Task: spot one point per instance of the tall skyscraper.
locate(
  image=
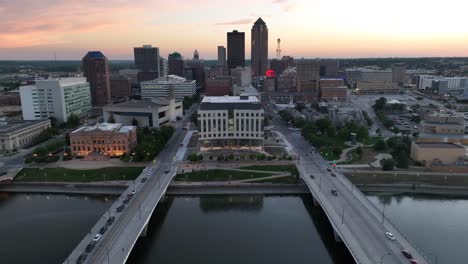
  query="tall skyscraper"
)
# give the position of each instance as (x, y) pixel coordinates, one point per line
(236, 49)
(176, 64)
(221, 56)
(259, 48)
(96, 70)
(308, 76)
(399, 73)
(147, 59)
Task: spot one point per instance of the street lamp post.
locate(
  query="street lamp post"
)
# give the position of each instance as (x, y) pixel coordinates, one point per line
(342, 214)
(383, 213)
(434, 255)
(383, 256)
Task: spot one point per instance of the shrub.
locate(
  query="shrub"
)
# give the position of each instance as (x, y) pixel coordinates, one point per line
(387, 164)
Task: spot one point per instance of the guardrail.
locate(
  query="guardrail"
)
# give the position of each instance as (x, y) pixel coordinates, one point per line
(332, 222)
(361, 196)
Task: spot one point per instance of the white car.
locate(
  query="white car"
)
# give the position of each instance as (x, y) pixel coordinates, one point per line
(97, 237)
(389, 235)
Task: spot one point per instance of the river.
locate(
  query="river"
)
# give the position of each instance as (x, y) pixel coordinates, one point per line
(224, 229)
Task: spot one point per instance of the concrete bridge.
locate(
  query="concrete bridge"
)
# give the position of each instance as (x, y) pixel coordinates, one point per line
(356, 222)
(117, 242)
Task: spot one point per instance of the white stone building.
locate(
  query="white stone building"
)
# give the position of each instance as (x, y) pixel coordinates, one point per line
(148, 113)
(231, 120)
(57, 98)
(18, 134)
(168, 86)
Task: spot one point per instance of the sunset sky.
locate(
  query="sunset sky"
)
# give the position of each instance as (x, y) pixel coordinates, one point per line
(35, 29)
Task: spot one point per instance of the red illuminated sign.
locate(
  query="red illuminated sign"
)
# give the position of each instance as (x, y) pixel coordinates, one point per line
(270, 73)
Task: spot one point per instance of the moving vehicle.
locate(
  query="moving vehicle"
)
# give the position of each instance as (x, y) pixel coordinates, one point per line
(97, 237)
(406, 254)
(81, 258)
(389, 235)
(103, 229)
(110, 220)
(90, 247)
(120, 208)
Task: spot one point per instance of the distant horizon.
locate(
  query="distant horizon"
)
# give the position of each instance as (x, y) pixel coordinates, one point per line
(295, 58)
(35, 30)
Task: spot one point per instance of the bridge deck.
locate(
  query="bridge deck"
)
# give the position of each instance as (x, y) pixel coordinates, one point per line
(117, 242)
(360, 224)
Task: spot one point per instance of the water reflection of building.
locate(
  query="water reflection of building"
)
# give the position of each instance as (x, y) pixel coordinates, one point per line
(229, 203)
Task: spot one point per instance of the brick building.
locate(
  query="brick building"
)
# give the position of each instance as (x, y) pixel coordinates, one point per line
(218, 86)
(103, 139)
(120, 86)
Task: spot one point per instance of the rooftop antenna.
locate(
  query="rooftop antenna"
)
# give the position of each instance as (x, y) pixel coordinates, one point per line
(278, 49)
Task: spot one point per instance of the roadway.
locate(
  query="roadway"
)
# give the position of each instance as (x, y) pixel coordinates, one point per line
(359, 224)
(116, 243)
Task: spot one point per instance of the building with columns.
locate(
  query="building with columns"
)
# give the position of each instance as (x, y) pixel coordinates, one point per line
(103, 140)
(231, 121)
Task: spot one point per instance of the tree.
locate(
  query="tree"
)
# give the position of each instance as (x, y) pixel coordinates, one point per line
(299, 107)
(323, 124)
(73, 120)
(53, 121)
(134, 122)
(193, 157)
(111, 119)
(359, 151)
(380, 145)
(387, 164)
(402, 160)
(380, 103)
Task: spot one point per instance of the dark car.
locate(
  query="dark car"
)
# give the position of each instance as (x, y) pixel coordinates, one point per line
(103, 230)
(81, 258)
(110, 220)
(406, 254)
(90, 246)
(120, 208)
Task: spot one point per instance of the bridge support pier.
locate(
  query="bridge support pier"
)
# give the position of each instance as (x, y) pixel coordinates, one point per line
(337, 236)
(316, 204)
(144, 231)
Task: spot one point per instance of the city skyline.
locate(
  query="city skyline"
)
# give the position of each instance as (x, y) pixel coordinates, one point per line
(310, 29)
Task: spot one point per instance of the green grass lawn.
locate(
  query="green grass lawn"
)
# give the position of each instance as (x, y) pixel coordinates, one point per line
(219, 175)
(286, 179)
(371, 140)
(289, 168)
(69, 175)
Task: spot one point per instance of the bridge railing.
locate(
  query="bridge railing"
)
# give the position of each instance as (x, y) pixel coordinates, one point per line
(346, 182)
(333, 223)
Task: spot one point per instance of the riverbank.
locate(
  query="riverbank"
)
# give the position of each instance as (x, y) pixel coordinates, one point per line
(176, 188)
(408, 188)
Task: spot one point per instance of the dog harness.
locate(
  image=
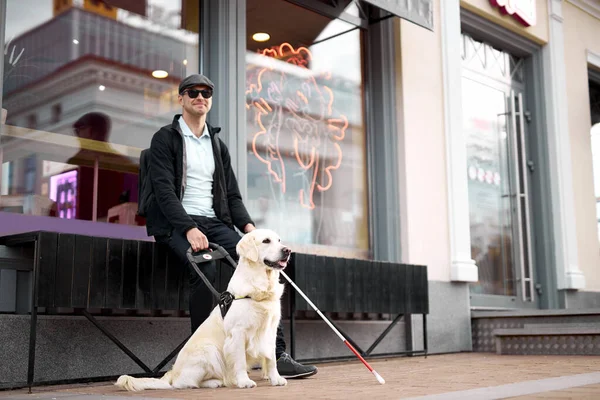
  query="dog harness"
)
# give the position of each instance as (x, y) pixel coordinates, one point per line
(226, 300)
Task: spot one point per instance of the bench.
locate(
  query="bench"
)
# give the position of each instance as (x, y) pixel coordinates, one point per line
(83, 272)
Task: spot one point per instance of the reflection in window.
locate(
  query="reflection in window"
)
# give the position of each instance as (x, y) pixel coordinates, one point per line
(79, 73)
(305, 129)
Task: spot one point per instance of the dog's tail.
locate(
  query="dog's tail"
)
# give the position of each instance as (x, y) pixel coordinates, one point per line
(136, 384)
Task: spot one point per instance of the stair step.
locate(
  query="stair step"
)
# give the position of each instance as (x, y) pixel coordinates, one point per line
(548, 331)
(550, 339)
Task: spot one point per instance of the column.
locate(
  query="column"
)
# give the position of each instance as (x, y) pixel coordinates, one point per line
(559, 152)
(462, 267)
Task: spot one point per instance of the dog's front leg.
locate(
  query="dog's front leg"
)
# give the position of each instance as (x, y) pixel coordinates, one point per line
(234, 349)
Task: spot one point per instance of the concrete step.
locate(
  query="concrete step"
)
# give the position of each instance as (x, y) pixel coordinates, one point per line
(537, 327)
(549, 339)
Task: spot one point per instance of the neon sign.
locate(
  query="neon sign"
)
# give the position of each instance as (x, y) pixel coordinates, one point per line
(522, 10)
(293, 109)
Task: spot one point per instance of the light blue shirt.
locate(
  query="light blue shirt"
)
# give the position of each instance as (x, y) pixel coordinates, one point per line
(198, 198)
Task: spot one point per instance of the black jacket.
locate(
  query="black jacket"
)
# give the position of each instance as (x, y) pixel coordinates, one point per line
(165, 212)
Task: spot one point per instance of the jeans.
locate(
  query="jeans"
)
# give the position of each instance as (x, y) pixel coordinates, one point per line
(201, 298)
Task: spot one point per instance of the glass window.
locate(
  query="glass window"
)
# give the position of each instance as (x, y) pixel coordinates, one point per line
(85, 87)
(306, 129)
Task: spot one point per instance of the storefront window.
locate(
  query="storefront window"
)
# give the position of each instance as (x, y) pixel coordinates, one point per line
(85, 86)
(305, 128)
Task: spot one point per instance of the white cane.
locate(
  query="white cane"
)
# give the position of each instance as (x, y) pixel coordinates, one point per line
(379, 378)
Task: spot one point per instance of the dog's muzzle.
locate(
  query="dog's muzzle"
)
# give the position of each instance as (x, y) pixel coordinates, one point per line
(282, 262)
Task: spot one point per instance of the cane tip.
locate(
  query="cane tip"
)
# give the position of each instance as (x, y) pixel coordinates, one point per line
(379, 378)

What you will do:
Reproduce every one of the records above verbatim, leaving out the pictures.

Exercise output:
Task: spot one point per instance of the tall skyscraper.
locate(
  image=
  query="tall skyscraper"
)
# give the position of each instance as (x, y) pixel coordinates, one point per line
(236, 49)
(176, 64)
(221, 56)
(259, 48)
(96, 70)
(308, 76)
(399, 73)
(147, 59)
Task: spot one point per instance of the street lamp post.
locate(
  query="street lamp post"
)
# give the position of each instance as (x, y) pixel coordinates, one point per line
(342, 214)
(383, 213)
(434, 255)
(383, 256)
Task: spot one point per instance of the shrub.
locate(
  query="shrub"
)
# give the position of each instance as (x, y) pixel coordinates, one point per line
(387, 164)
Task: spot one point per instance of the guardrail.
locate(
  query="guardrail"
)
# give the position of each instance as (x, y) pixel coordinates, one point per line
(332, 222)
(361, 196)
Task: spot one point per instance of the white car.
locate(
  query="white car"
)
# give the position of each instance as (x, y) pixel coordinates, one point per line
(97, 237)
(389, 235)
Task: spot one point per instance of the river.
locate(
  query="river"
)
# give the position of each instance as (x, y) pixel coordinates, one point per line
(224, 229)
Task: spot one point per instance of the concrete bridge.
locate(
  query="concrete bridge"
)
# give the position of each instance as (x, y) pixel coordinates, one point per line
(356, 222)
(117, 242)
Task: spot one point per instance of the white stone building.
locate(
  query="white stone building"
)
# give the position of each instance as (x, y) pixel coordinates, one point per line
(148, 113)
(231, 120)
(57, 98)
(18, 134)
(168, 86)
Task: spot one point per instance of the sunset sky.
locate(
  query="sunset sky"
)
# give the position of each instance as (x, y) pixel coordinates, one point per line
(35, 29)
Task: spot one point per instance of the red illuminated sign.
locate(
  query="red illuminated sign"
)
# give the position of each instance as (x, y) pixel coordinates, one point per line
(270, 73)
Task: spot one point per instance of the moving vehicle.
locate(
  query="moving vehicle"
)
# give the position of each instance as (x, y) pixel coordinates, one point per line
(97, 237)
(406, 254)
(81, 258)
(389, 235)
(103, 229)
(110, 220)
(90, 247)
(120, 208)
Task: spot one point per instance of the distant horizon.
locate(
  query="distant horizon"
)
# give the position of each instance as (x, y) pixel coordinates, one point per line
(295, 58)
(35, 30)
Task: spot one point per instance of the bridge deck.
locate(
  query="bridge deck"
)
# give the position of each instance as (x, y) pixel coordinates, one point per line
(117, 242)
(360, 224)
Task: spot one point per instance of the water reflection of building.
locate(
  query="water reflection of building"
)
# give the position of each instance as (x, y) pixel coordinates, one point per line
(229, 203)
Task: spot one point per instance of the brick building.
locate(
  query="brick building"
)
# give the position of each instance as (x, y) pixel coordinates, one point per line
(218, 86)
(103, 139)
(120, 86)
Task: spot one point per instance of the rooftop antenna.
locate(
  query="rooftop antenna"
)
# give the position of each instance as (x, y) pixel coordinates, one point per line
(278, 49)
Task: spot one point per instance of the roadway.
locate(
  query="roadway"
)
# give the position of each instance as (x, y) pixel coordinates, one point per line
(359, 224)
(116, 243)
Task: spot one point per instance of the building with columns.
locate(
  query="building with columns"
)
# give the position of each instance as (x, y) pixel coordinates, one point per line
(103, 140)
(231, 121)
Task: spot one point per instance of the tree.
locate(
  query="tree"
)
# give the position of each instance as (x, y) pixel coordinates, one point per line
(299, 107)
(323, 124)
(73, 120)
(53, 121)
(134, 122)
(193, 157)
(111, 119)
(359, 151)
(380, 145)
(387, 164)
(402, 160)
(380, 103)
Task: spot one point per instance of the dark car.
locate(
  query="dark car"
)
# give the position of each instance as (x, y) pixel coordinates, one point per line
(103, 230)
(81, 258)
(110, 220)
(406, 254)
(90, 246)
(120, 208)
Task: spot one point per instance of the bridge support pier.
locate(
  query="bridge support pier"
)
# give the position of each instance as (x, y) pixel coordinates, one point per line
(337, 236)
(316, 204)
(144, 231)
Task: spot one point per instance of the city skyline.
locate(
  query="city skyline"
)
# give the position of each instance as (x, y) pixel coordinates, one point per line
(310, 29)
Task: spot one point per instance of the green grass lawn.
locate(
  query="green grass lawn"
)
# give the position of each instance as (x, y) pixel coordinates, one point per line
(219, 175)
(286, 179)
(371, 140)
(289, 168)
(69, 175)
Task: spot one point per instance of the bridge railing.
locate(
  query="bridge railing"
)
# give the position of each instance as (x, y) pixel coordinates, one point per line
(346, 182)
(333, 223)
Task: spot one point per instance of the riverbank.
locate(
  query="riverbank"
)
# give the position of each instance as (x, y) pixel coordinates, one point per line
(176, 188)
(408, 188)
Task: spot one point per instance of the dog harness.
locate(
  image=
  query="dog harness"
)
# give the position of each instance as (x, y) pixel coordinates, one point per line
(226, 300)
Task: spot one point per instance of the bench.
locate(
  query="bench"
)
# give the position of each instance as (x, y) pixel coordinates, one point per line
(83, 272)
Task: spot one point per instance of the reflection in window.
locate(
  query="reflection in window"
)
# give the position of each instance as (x, y) pixel coordinates, one point per line
(79, 73)
(305, 129)
Task: spot one point per instance of the dog's tail.
locate(
  query="dog's tail"
)
# give the position of each instance as (x, y) pixel coordinates, one point per line
(136, 384)
Task: spot one point per instance of the stair step.
locate(
  query="stair step"
)
# give the position of each instance as (x, y) pixel coordinates, one point per line
(548, 331)
(550, 339)
Task: spot one point per instance of the column.
locate(
  query="column"
)
# give the position of each instance as (x, y) pixel coordinates, one point per line
(559, 152)
(462, 267)
Task: spot one point per instance of the dog's front leg.
locate(
  query="dog's front leg"
)
# give the position of each instance as (x, y) pixel coordinates, one point per line
(234, 349)
Task: spot one point per instance of the concrete step.
locate(
  query="concrete step"
)
# give the position of each instance as (x, y) pixel coordinates, one point per line
(537, 327)
(549, 339)
Task: spot one point per instance of the neon sign.
locate(
  query="neon sign"
)
# give the position of each instance as (x, y) pixel coordinates, one point per line
(522, 10)
(293, 109)
Task: spot one point per instance of the light blue shirt.
locate(
  query="light blue shirt"
)
# give the position of each instance as (x, y) pixel coordinates, one point per line
(198, 198)
Task: spot one point per instance of the black jacket.
locate(
  query="black jacket"
)
# give the position of each instance as (x, y) pixel coordinates, one point per line
(165, 212)
Task: spot one point per instance of the jeans.
locate(
  query="jeans"
)
# give the position of each instance as (x, y) pixel coordinates, one point per line
(201, 298)
Task: spot one point per instance of the glass window.
locate(
  query="glass window"
)
# give the position of each instance as (x, y) pixel coordinates, one point per line
(85, 87)
(306, 129)
Task: spot one point per instance of the storefront window.
locate(
  query="storefront window"
)
# give the position of each instance as (x, y) pixel coordinates, one point per line
(85, 86)
(305, 128)
Task: spot one point per instance of the white cane.
locate(
  query="white cane"
)
# give the position of each instance as (x, y) pixel coordinates, one point per line
(379, 378)
Task: spot one point per instance of the dog's muzzle.
locate(
  query="dog's muzzle"
)
# give the position of each instance as (x, y) pixel coordinates, one point per line
(282, 262)
Task: spot one point per instance of the cane tip.
locate(
  query="cane tip"
)
# give the position of each instance as (x, y) pixel coordinates, one point per line
(379, 378)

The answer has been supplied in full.